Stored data

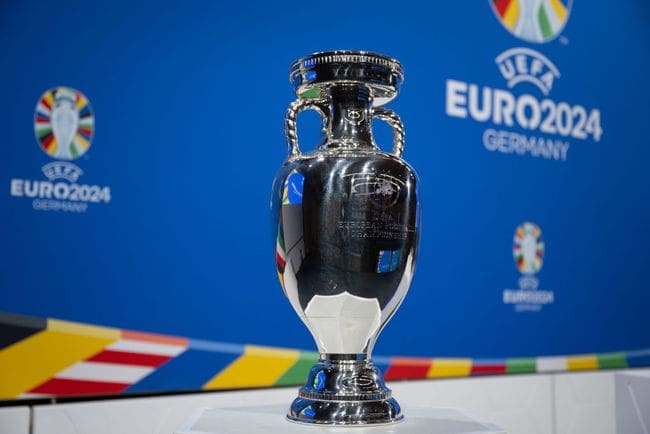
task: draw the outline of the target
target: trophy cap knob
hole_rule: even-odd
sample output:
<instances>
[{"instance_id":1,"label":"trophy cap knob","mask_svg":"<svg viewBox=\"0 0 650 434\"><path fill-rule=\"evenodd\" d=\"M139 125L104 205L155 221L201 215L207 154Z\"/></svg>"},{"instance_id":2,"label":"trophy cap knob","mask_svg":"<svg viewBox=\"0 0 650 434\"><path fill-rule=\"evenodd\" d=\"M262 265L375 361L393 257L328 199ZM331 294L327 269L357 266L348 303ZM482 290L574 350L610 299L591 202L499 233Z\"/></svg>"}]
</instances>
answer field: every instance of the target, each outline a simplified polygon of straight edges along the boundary
<instances>
[{"instance_id":1,"label":"trophy cap knob","mask_svg":"<svg viewBox=\"0 0 650 434\"><path fill-rule=\"evenodd\" d=\"M399 61L370 51L321 51L293 62L289 81L298 96L335 84L365 84L372 92L374 105L380 106L397 96L404 69Z\"/></svg>"}]
</instances>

▸ What this task involves
With the images omitted, retype the records above exactly.

▸ Task answer
task: draw the outline of the target
target: trophy cap knob
hole_rule: even-odd
sample output:
<instances>
[{"instance_id":1,"label":"trophy cap knob","mask_svg":"<svg viewBox=\"0 0 650 434\"><path fill-rule=\"evenodd\" d=\"M139 125L104 205L155 221L201 215L207 154Z\"/></svg>"},{"instance_id":2,"label":"trophy cap knob","mask_svg":"<svg viewBox=\"0 0 650 434\"><path fill-rule=\"evenodd\" d=\"M262 265L375 361L393 257L328 199ZM331 294L327 269L357 266L348 303ZM482 290L574 350L610 299L591 202L499 233Z\"/></svg>"}]
</instances>
answer field: every instance of the target, each outline a simplified polygon of straight edges along the boundary
<instances>
[{"instance_id":1,"label":"trophy cap knob","mask_svg":"<svg viewBox=\"0 0 650 434\"><path fill-rule=\"evenodd\" d=\"M399 61L370 51L321 51L293 62L289 81L298 96L335 84L365 84L372 92L374 105L380 106L397 96L404 69Z\"/></svg>"}]
</instances>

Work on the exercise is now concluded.